Security Measures
What security measures does Cleavr employ for provisioned servers?
Server security is of the utmost importance.
Each of the cloud providers that we integrate with have a set of security standards, compliance, and certifications that they stand by. Here are links to each providers security sections:
- AWS - https://aws.amazon.com/security/
- DigitalOcean - https://www.digitalocean.com/legal/certifications/
- Hetzner - https://www.hetzner.com/assets/Uploads/downloads/Sicherheit-en.pdf
- Linode - https://www.linode.com/legal-security/
- Vultr - https://www.vultr.com/docs/category/security/
In addition to security measures taken by your chosen cloud provider(s), Cleavr performs the following security actions when provisioning your servers:
- Installs fail2ban - an intrusion prevention framework that helps prevent servers from brute-force attacks
- Configures Uncomplicated Firewall (UFW) - a firewall config tool that comes standard with Ubuntu, by opening ports 80, 443, and 22 and denying all other incoming connections and enables logging
- Sets up SSH private and public keys to allow for secured remote connections
- Configures server to automatically install server level security updates
What additional security measures does Cleavr employ?

*EXERCISE AIM*
Answer these from the security measures page above, one per line:
(a) How many cloud providers does the page link to?
(b) Which ports does Cleavr open when it configures Uncomplicated Firewall?
(c) What kind of updates is the server set to install automatically?

*GIVEN INFORMATION*
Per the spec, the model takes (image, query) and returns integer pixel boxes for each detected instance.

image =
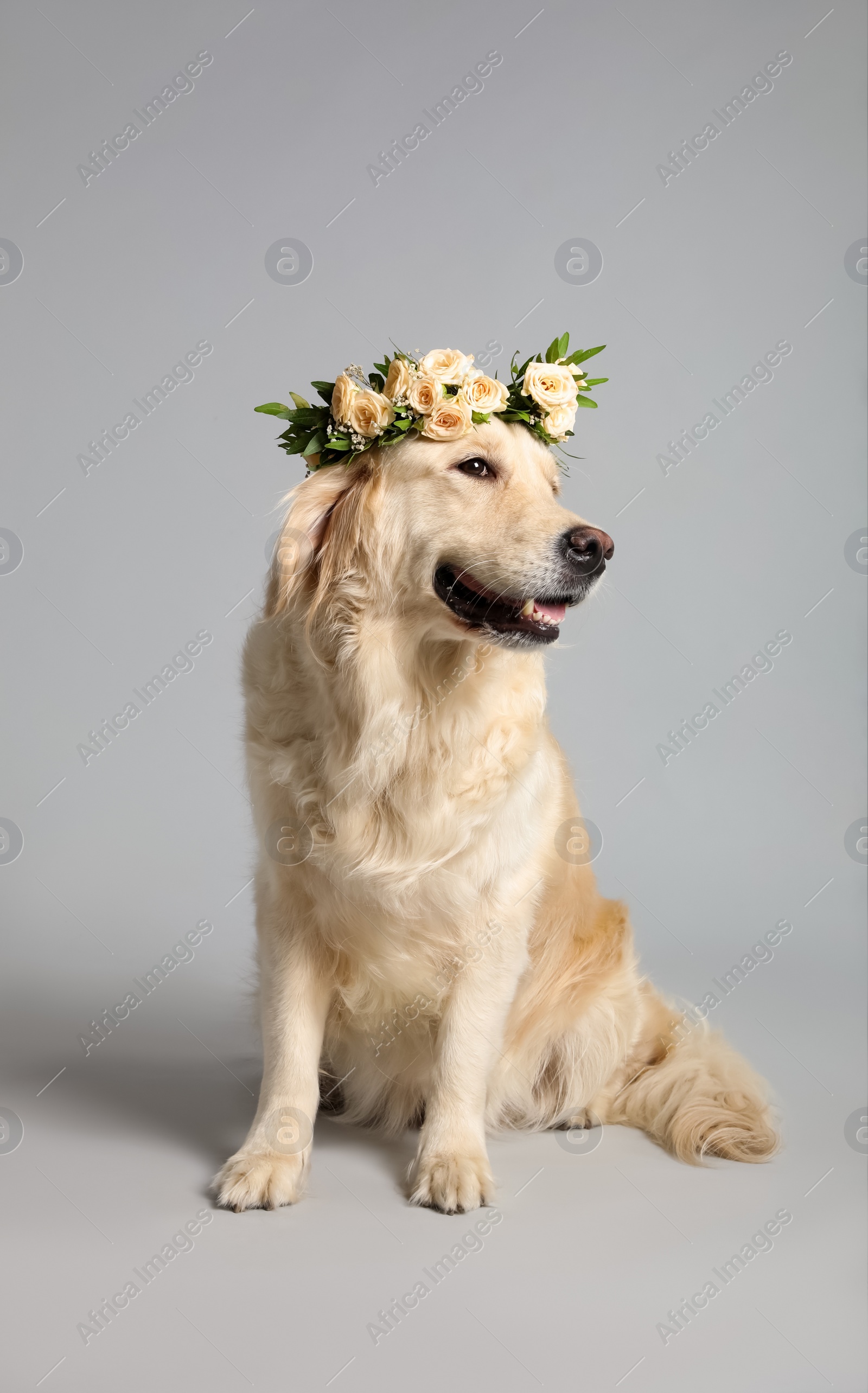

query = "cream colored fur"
[216,422,776,1212]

*THE REPLY*
(a) Five: AWS, DigitalOcean, Hetzner, Linode and Vultr.
(b) Ports 80, 443 and 22.
(c) Server level security updates.